### The problem:
Scan the records beneath this line for the line holding "[output] one dot per instance, form <point>93,686</point>." and the line holding "[output] one dot per instance, form <point>55,610</point>.", then transcribe exactly those two and all lines between.

Region pointing data
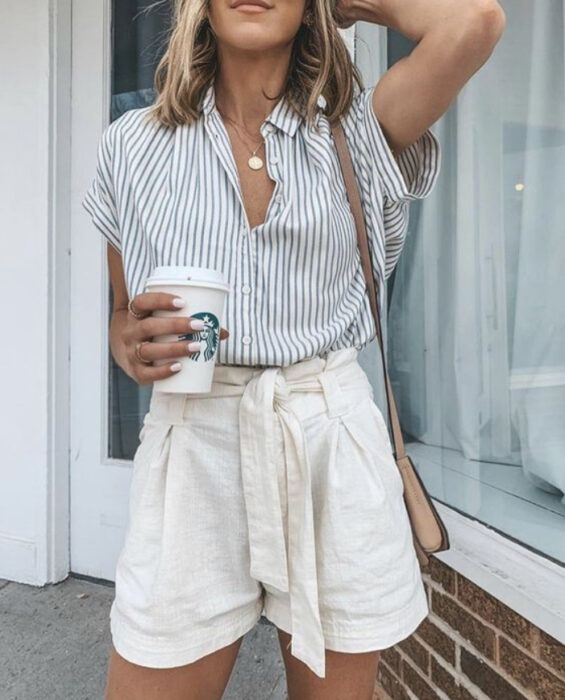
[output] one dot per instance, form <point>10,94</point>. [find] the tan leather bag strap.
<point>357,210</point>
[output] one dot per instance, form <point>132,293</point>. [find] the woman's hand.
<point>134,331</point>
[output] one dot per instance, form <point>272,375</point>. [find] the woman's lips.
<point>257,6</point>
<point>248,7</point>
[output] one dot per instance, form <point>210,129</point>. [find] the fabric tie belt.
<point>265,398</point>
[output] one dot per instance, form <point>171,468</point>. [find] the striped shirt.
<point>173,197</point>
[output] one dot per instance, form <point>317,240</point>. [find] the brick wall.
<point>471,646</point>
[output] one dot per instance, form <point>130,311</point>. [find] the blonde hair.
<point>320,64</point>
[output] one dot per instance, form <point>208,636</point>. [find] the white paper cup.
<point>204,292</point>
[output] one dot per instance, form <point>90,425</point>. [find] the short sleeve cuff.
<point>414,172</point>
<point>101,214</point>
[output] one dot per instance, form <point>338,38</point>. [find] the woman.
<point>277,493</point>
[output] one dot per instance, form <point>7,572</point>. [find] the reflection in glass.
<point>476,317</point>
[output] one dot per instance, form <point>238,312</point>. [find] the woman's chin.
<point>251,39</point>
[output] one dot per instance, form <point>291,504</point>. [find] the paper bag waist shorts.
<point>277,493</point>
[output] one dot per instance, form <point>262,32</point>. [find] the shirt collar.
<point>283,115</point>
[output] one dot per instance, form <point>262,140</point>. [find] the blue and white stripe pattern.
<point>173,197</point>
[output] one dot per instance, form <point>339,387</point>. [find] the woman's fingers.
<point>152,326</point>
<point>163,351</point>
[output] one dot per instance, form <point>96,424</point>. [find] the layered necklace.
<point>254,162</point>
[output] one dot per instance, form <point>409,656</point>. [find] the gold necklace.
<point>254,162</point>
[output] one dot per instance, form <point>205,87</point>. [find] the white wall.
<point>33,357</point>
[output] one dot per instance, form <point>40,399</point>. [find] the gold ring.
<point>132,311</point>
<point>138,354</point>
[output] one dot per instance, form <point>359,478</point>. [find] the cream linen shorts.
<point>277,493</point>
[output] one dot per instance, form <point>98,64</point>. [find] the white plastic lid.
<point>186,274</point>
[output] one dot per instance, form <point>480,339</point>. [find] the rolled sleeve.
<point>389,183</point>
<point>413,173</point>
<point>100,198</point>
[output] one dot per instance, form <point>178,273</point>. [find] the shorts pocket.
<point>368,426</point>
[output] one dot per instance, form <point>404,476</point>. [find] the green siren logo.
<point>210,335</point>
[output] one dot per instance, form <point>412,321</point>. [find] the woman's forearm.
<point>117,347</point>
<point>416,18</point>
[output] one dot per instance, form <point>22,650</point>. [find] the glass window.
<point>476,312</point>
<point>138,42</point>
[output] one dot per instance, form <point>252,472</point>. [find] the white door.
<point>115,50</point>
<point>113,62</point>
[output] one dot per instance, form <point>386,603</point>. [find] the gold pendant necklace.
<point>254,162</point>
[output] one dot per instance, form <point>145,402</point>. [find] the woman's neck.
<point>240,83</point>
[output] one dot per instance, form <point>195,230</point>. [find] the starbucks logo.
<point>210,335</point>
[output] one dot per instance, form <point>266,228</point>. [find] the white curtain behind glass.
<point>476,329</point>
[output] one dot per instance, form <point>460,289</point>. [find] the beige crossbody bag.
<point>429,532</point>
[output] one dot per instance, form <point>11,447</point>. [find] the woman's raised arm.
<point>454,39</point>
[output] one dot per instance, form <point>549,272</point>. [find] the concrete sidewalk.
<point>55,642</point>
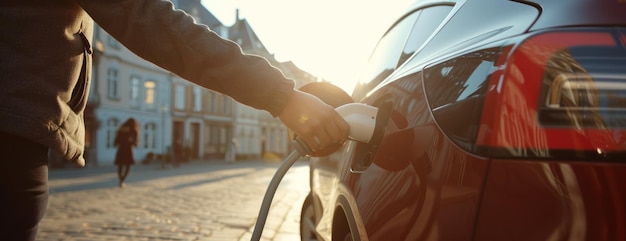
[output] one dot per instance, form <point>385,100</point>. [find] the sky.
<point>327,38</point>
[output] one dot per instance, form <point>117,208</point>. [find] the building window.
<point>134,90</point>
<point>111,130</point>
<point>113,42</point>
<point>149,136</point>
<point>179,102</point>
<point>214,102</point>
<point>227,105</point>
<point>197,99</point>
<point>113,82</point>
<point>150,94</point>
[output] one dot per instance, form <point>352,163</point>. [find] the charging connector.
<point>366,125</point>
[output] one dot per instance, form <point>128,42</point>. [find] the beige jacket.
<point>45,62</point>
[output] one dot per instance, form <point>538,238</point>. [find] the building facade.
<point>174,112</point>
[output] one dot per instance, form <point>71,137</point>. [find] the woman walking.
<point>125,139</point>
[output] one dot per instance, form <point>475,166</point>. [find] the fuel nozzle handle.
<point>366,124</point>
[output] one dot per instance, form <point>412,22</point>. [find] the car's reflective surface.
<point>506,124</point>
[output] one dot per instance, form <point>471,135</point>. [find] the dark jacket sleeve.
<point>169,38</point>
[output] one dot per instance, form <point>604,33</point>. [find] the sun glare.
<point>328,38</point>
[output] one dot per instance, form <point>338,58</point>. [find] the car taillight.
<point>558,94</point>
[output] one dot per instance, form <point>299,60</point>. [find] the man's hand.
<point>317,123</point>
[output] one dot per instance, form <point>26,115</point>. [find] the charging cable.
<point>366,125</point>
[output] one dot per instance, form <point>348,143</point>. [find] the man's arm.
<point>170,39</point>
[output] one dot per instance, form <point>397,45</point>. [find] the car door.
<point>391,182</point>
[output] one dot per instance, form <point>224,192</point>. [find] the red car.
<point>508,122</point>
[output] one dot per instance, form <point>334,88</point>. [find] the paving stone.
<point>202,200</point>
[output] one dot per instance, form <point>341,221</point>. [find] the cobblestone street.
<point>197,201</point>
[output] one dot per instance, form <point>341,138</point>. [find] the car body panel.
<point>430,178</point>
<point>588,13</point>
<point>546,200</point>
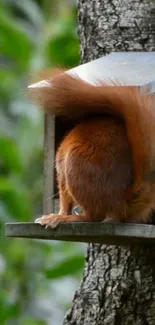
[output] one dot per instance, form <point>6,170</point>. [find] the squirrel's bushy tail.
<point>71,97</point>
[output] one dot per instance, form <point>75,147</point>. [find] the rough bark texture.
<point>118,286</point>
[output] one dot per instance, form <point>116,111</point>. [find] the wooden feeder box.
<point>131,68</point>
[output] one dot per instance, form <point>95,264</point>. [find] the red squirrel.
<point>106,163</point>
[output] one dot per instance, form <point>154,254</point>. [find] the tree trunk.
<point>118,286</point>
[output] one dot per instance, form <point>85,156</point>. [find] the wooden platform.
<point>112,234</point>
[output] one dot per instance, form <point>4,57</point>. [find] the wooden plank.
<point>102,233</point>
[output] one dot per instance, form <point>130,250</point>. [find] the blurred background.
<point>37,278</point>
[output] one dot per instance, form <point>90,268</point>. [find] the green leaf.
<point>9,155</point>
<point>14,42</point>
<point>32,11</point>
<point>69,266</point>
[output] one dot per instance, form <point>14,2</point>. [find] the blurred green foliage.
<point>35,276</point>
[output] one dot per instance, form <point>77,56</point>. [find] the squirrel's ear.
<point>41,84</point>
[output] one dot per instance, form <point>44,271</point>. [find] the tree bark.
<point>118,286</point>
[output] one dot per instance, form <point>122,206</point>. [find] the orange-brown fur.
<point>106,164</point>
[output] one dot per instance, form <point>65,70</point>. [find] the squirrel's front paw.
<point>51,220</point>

---

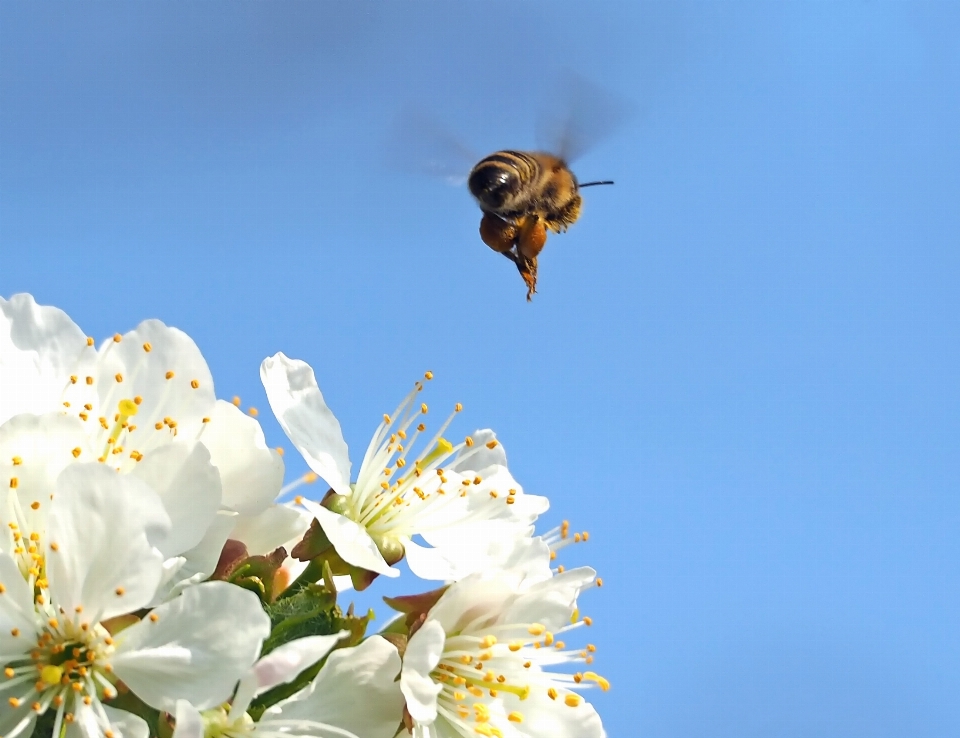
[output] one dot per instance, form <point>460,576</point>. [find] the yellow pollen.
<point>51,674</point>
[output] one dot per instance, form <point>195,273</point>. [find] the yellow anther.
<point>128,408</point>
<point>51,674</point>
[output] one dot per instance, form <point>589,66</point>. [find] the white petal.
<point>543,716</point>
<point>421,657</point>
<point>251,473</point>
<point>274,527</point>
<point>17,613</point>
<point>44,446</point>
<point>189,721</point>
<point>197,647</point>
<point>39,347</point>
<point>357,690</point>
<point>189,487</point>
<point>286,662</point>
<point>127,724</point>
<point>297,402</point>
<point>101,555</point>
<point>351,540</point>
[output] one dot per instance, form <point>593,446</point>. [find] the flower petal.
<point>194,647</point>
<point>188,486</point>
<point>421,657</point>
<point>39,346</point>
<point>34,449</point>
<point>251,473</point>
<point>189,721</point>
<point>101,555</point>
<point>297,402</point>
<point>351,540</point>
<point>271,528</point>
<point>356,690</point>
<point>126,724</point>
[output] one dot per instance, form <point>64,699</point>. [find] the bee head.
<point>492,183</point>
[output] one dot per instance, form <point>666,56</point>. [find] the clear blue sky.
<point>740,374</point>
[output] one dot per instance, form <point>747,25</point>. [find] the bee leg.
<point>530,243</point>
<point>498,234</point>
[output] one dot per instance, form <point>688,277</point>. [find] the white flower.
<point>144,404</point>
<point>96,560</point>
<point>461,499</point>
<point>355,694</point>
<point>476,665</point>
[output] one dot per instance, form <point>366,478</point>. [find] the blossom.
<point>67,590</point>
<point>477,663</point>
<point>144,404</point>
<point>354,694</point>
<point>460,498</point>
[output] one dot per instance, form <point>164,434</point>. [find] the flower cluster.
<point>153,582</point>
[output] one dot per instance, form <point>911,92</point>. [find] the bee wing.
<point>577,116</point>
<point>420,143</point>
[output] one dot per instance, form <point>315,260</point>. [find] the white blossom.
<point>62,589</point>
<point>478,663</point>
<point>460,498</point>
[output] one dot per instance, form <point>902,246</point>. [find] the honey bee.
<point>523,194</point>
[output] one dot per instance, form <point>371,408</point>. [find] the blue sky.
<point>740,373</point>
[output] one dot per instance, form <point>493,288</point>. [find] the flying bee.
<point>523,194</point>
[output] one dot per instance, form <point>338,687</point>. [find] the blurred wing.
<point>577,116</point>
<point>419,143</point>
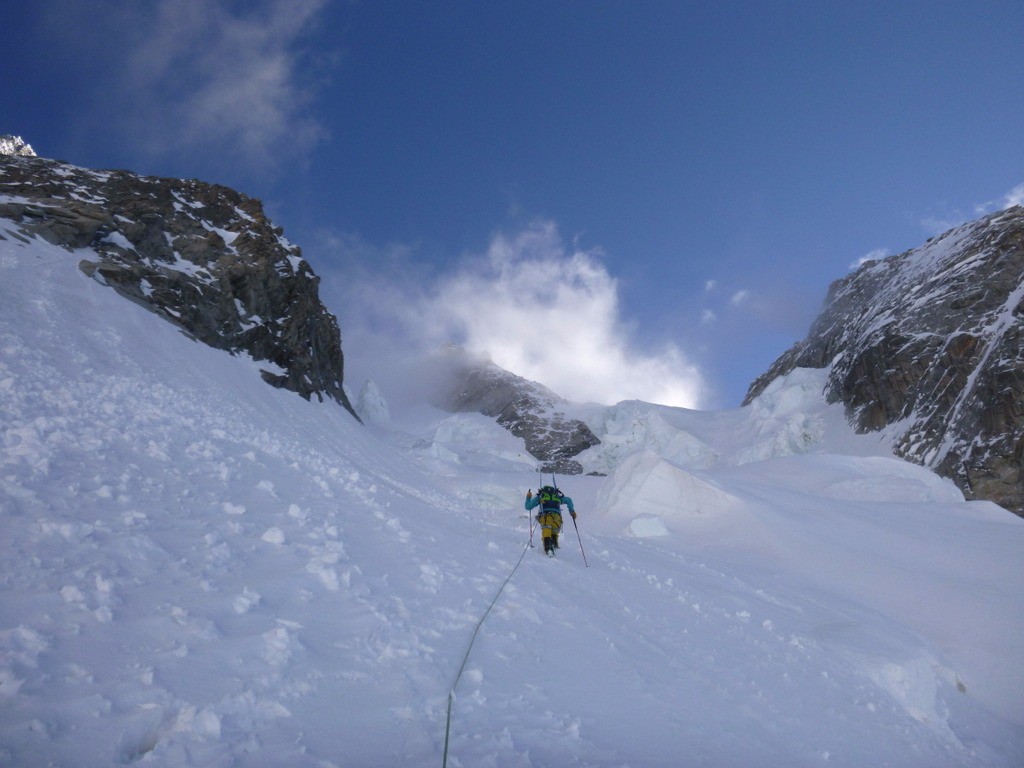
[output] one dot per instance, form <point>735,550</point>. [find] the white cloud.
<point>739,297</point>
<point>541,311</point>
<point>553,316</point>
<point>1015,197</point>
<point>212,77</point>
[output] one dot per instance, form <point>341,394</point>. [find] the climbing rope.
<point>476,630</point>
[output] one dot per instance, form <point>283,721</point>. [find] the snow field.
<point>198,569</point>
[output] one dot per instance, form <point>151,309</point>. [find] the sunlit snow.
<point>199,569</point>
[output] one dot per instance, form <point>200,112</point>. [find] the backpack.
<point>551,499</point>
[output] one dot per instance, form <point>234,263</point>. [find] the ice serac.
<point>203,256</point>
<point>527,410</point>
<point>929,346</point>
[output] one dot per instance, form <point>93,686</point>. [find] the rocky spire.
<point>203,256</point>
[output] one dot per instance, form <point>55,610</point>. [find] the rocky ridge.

==

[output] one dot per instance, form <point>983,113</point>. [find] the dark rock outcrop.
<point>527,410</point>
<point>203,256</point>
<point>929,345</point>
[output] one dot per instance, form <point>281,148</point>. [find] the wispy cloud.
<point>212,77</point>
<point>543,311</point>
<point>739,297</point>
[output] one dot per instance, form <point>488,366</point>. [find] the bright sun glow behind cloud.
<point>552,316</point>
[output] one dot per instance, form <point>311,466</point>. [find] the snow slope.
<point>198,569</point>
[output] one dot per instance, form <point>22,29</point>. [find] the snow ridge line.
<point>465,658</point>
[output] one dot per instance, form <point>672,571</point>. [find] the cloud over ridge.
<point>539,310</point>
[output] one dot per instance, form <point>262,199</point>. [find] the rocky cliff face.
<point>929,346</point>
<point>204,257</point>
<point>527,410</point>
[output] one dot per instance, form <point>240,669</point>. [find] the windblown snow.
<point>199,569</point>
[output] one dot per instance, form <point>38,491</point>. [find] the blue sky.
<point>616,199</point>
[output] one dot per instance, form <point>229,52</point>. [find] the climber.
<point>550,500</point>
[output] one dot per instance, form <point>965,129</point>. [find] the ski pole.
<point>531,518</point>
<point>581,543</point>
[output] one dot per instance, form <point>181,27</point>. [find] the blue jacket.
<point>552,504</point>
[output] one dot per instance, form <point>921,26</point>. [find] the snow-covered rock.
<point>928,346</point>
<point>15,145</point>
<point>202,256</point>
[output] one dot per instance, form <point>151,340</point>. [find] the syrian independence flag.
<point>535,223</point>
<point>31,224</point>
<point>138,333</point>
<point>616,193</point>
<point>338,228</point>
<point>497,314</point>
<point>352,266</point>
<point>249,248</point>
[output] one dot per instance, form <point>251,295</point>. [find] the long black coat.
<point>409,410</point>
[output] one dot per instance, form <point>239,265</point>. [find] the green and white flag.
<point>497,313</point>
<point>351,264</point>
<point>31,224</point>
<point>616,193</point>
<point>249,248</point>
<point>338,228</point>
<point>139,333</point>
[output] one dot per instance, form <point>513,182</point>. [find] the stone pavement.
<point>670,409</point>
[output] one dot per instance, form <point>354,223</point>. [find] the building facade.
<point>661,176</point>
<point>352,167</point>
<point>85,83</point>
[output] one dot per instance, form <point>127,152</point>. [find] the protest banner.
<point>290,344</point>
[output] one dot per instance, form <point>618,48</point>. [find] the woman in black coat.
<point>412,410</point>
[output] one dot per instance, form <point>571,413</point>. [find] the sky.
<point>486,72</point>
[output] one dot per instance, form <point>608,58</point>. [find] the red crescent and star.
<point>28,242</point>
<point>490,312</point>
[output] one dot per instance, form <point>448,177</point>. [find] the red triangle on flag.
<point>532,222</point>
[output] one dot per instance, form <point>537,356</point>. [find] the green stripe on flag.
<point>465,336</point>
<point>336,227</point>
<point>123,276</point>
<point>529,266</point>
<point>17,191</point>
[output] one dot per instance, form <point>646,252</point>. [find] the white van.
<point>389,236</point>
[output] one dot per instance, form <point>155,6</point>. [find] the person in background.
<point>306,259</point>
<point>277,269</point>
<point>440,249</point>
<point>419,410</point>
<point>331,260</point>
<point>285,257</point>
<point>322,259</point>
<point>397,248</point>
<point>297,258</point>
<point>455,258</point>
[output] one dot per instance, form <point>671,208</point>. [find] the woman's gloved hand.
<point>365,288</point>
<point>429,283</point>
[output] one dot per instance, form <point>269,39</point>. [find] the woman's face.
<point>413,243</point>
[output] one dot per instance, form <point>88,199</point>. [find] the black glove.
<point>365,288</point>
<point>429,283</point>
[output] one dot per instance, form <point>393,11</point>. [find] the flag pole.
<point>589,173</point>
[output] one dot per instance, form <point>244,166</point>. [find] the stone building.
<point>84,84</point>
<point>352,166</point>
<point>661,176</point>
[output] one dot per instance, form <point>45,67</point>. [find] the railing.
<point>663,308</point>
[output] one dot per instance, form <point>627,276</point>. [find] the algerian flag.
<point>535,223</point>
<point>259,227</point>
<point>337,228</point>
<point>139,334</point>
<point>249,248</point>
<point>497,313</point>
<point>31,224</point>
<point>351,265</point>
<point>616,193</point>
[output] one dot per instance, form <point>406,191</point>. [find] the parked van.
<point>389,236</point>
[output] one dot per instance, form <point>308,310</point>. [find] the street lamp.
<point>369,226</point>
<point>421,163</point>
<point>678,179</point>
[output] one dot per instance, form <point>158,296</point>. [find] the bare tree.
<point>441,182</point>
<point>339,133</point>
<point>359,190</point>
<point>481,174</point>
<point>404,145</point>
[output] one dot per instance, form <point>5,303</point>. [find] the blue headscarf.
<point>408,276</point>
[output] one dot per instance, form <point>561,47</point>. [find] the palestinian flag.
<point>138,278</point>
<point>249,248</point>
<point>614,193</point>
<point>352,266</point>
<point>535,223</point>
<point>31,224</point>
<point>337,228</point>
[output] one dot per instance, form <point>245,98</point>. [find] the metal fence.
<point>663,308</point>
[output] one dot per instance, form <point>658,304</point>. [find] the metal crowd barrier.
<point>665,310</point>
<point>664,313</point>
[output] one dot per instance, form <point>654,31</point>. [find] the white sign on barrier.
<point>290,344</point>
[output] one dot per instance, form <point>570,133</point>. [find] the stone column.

### Exercise output:
[output] one dot per instance, form <point>93,686</point>. [find] the rocky spire.
<point>203,256</point>
[output] one dot per instance, form <point>55,610</point>. [find] the rocky ridge.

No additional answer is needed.